**TASK REQUIREMENTS:** Write out each line of the data below word for word, without changing anything.

## begin THE DATA

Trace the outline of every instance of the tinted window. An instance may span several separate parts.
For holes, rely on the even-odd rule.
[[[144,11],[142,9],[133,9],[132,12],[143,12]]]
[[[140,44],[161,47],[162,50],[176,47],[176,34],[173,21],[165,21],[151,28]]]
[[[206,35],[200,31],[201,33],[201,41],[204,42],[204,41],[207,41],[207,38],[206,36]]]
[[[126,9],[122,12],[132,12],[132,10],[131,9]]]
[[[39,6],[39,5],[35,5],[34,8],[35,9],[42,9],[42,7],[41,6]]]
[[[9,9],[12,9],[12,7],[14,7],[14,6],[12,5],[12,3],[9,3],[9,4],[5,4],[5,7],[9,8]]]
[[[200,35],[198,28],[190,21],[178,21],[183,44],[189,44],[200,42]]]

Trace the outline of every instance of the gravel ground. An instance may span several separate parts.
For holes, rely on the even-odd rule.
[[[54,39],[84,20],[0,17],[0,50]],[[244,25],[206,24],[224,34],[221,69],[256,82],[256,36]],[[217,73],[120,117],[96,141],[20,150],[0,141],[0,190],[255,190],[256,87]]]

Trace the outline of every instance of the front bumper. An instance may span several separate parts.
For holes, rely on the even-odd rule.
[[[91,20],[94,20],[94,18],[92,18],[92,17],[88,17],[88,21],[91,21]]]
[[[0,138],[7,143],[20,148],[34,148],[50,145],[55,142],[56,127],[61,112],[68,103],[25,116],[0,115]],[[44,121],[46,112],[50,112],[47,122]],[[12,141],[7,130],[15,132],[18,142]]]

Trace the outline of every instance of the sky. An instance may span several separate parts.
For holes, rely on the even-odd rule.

## end THE DATA

**SOLUTION TO THIS TASK:**
Trace the outline of every instance of the tinted window. An instance may span several separate parts.
For holes, rely on the even-odd rule.
[[[144,11],[142,9],[133,9],[132,12],[143,12]]]
[[[140,44],[161,47],[162,50],[176,47],[176,34],[173,21],[165,21],[151,28]]]
[[[206,35],[200,31],[201,33],[201,41],[204,42],[204,41],[207,41],[207,38],[206,36]]]
[[[126,9],[122,12],[132,12],[132,10],[131,9]]]
[[[39,6],[39,5],[35,5],[34,8],[35,9],[42,9],[42,7],[41,6]]]
[[[9,9],[12,9],[12,7],[14,7],[14,6],[12,5],[12,3],[9,3],[9,4],[5,4],[5,7],[9,8]]]
[[[200,35],[198,28],[190,21],[178,21],[183,44],[189,44],[200,42]]]

Trace the outline of every instance of the gravel ground. An instance may span several separate parts.
For holes, rely on the even-odd rule.
[[[54,39],[84,20],[0,17],[0,50]],[[244,25],[206,24],[224,34],[221,69],[256,82],[256,36]],[[217,73],[120,117],[96,141],[20,150],[0,141],[0,190],[255,190],[256,87]]]

Trace the outline of every instance of the front bumper. An instance may span several separate parts.
For holes, rely on the even-odd rule.
[[[91,20],[94,20],[94,18],[92,18],[92,17],[88,17],[88,21],[91,21]]]
[[[0,138],[7,143],[20,148],[34,148],[50,145],[55,142],[56,127],[61,112],[68,103],[25,116],[0,115]],[[44,121],[46,112],[50,112],[47,122]],[[12,141],[7,130],[15,132],[18,142]]]

Trace the outline of every instance of the sky. An instance may span several separate parts.
For holes, rely on the even-odd rule.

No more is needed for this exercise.